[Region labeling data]
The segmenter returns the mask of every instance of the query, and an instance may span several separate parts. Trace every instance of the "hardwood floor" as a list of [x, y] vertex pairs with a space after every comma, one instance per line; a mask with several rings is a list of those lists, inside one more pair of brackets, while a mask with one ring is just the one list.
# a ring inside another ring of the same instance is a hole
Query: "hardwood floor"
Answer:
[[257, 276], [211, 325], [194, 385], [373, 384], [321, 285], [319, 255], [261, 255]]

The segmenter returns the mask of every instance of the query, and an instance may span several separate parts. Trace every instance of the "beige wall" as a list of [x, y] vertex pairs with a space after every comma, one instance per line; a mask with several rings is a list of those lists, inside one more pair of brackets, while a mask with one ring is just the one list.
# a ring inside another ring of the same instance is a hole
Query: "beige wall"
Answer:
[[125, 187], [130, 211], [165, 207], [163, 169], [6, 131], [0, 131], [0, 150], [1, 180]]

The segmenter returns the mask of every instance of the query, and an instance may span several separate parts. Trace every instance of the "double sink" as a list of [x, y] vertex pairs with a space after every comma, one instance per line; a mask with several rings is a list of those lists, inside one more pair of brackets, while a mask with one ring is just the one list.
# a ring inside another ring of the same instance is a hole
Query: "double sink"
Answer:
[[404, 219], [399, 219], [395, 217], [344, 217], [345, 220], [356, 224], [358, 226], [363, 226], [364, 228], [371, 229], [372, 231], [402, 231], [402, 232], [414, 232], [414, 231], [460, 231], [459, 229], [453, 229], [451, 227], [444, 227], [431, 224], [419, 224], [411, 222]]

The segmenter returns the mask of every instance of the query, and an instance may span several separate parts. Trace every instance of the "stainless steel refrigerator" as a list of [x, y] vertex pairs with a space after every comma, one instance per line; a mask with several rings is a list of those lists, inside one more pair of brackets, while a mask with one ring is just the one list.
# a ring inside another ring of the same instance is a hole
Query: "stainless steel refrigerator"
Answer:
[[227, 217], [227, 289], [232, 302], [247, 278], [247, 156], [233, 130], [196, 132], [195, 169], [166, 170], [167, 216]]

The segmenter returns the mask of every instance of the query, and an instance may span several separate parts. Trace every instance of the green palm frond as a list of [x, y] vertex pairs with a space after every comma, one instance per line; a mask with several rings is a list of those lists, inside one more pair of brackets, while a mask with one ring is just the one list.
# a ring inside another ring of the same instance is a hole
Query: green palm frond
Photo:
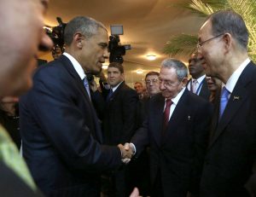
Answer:
[[[224, 9], [232, 9], [240, 14], [249, 32], [249, 55], [253, 61], [256, 61], [255, 0], [191, 0], [189, 3], [177, 3], [172, 6], [189, 9], [201, 17], [207, 17], [213, 12]], [[192, 41], [192, 37], [195, 38], [195, 43]], [[195, 49], [196, 40], [196, 37], [187, 34], [172, 37], [165, 46], [164, 52], [172, 55], [179, 53], [189, 55]]]
[[164, 53], [174, 56], [177, 54], [189, 55], [196, 49], [197, 36], [181, 34], [173, 36], [166, 43]]

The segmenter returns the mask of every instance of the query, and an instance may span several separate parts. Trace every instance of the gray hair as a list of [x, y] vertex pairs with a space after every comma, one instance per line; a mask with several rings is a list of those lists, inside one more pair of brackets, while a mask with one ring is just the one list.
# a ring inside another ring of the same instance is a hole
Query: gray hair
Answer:
[[248, 31], [242, 17], [232, 10], [218, 11], [212, 14], [207, 19], [212, 22], [213, 36], [222, 33], [230, 33], [242, 49], [248, 44]]
[[162, 67], [174, 68], [176, 70], [177, 78], [179, 81], [182, 81], [184, 78], [188, 78], [188, 68], [183, 62], [173, 59], [167, 58], [161, 63]]
[[108, 32], [102, 23], [90, 17], [77, 16], [67, 24], [64, 30], [64, 42], [69, 46], [76, 32], [81, 32], [86, 38], [90, 38], [97, 33], [100, 27]]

- SET EXERCISE:
Copy out the stretch from the line containing "of the gray" through the end of the data, keeping every line identical.

- EXERCISE ANSWER:
The segmenter returns the mask of every instance of the query, and an instance may span several separate parts. Trace every instance of the gray hair as a list of [x, y] vertex pairs with a space after every comma, one instance per line; a mask with several rings is a list of those lists, inside one more pair of brackets, while a mask with one ring is just the one list.
# a ring inside another ring of the same instance is a hole
Query: gray hair
Answer:
[[248, 31], [242, 17], [232, 10], [218, 11], [212, 14], [207, 19], [212, 22], [213, 36], [222, 33], [230, 33], [242, 49], [248, 44]]
[[162, 67], [174, 68], [176, 70], [177, 78], [179, 81], [182, 81], [184, 78], [188, 78], [188, 68], [183, 62], [173, 59], [167, 58], [161, 63]]
[[108, 32], [102, 23], [90, 17], [77, 16], [67, 24], [64, 30], [64, 42], [69, 46], [76, 32], [81, 32], [86, 38], [90, 38], [97, 33], [100, 27]]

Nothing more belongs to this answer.